[ACTIVITY]
All of the records should be restated word for word.

┌──

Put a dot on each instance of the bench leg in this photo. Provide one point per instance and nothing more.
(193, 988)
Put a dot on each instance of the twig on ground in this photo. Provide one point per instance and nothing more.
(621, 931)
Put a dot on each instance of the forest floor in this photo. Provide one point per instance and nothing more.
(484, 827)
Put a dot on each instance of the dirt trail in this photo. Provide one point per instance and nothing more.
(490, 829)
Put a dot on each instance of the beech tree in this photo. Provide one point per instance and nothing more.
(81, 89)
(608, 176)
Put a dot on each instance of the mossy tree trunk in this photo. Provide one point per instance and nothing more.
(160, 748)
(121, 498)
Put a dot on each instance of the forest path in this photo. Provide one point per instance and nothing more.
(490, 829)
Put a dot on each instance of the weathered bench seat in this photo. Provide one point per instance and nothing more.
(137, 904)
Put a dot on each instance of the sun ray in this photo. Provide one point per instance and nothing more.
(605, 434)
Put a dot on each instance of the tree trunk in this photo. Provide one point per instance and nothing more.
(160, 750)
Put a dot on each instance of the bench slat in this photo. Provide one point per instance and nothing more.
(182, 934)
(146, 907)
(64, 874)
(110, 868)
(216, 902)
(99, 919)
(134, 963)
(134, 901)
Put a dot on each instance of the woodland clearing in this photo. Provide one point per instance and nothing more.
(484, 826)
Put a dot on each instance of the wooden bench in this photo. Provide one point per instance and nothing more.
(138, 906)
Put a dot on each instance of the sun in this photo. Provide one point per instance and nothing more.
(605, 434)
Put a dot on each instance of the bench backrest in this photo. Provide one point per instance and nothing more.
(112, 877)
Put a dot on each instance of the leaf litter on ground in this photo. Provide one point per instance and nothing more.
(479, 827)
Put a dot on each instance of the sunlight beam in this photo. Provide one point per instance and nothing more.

└──

[YOUR SOLUTION]
Put a dot on each instance of the bench leg in this photo. Provide one point per instance and nothing more.
(193, 988)
Put a dot on each instance of the twig on ground in this photo. Provide one point per instance and nothing more.
(621, 931)
Put a dot on each instance of the forest floor in this photo. Provide one point per instance and nothing more.
(484, 827)
Put a dot on each instance of the dirt trail in this photo. Provide one point per instance and nothing more.
(490, 829)
Put a dot on each instance of the beech tree in this photo. Provide one point per instance and nothing more.
(81, 89)
(608, 176)
Put a dot on each instance of the mossy tree trunk in this photo. Provide one point per instance and nothing more.
(160, 748)
(121, 498)
Put a dot on each instance of the forest path in this photo. Provide one point per instance and nothing more.
(490, 829)
Put a dot on each instance of the weathered bench seat in this photo. Provide one point per instance and nothing more.
(137, 904)
Put a dot on each instance of the sun ray in this photo. Provide one point per instance and nothing more.
(605, 434)
Put a dot on each instance of the tree trunk in this photo. Provide one point per instance and nothing more.
(160, 750)
Put a dot on each instance of the bench slat in this photo. Provide one point per instance and nothing more.
(182, 934)
(146, 907)
(64, 874)
(110, 868)
(216, 902)
(99, 919)
(134, 963)
(134, 901)
Put a dot on each instance of the woodland clearing in this photo. Provide one point per instance and nothing more.
(484, 826)
Put a dot on each instance of the wooden bench in this photo. Provide one point per instance and nothing more.
(138, 906)
Put a dot on each instance of the sun in this photo. Provide one point per instance and nothing more.
(605, 434)
Put a dot on each instance of the bench backrest in this photo. Provide one point per instance and nothing more.
(112, 877)
Put a dot on each instance of the leaf litter on ground in this photo. Provide one point per instance and nothing more.
(479, 827)
Put a dot on each instance of the sunlight beam in this photo. Provide one point per instance and nothing more.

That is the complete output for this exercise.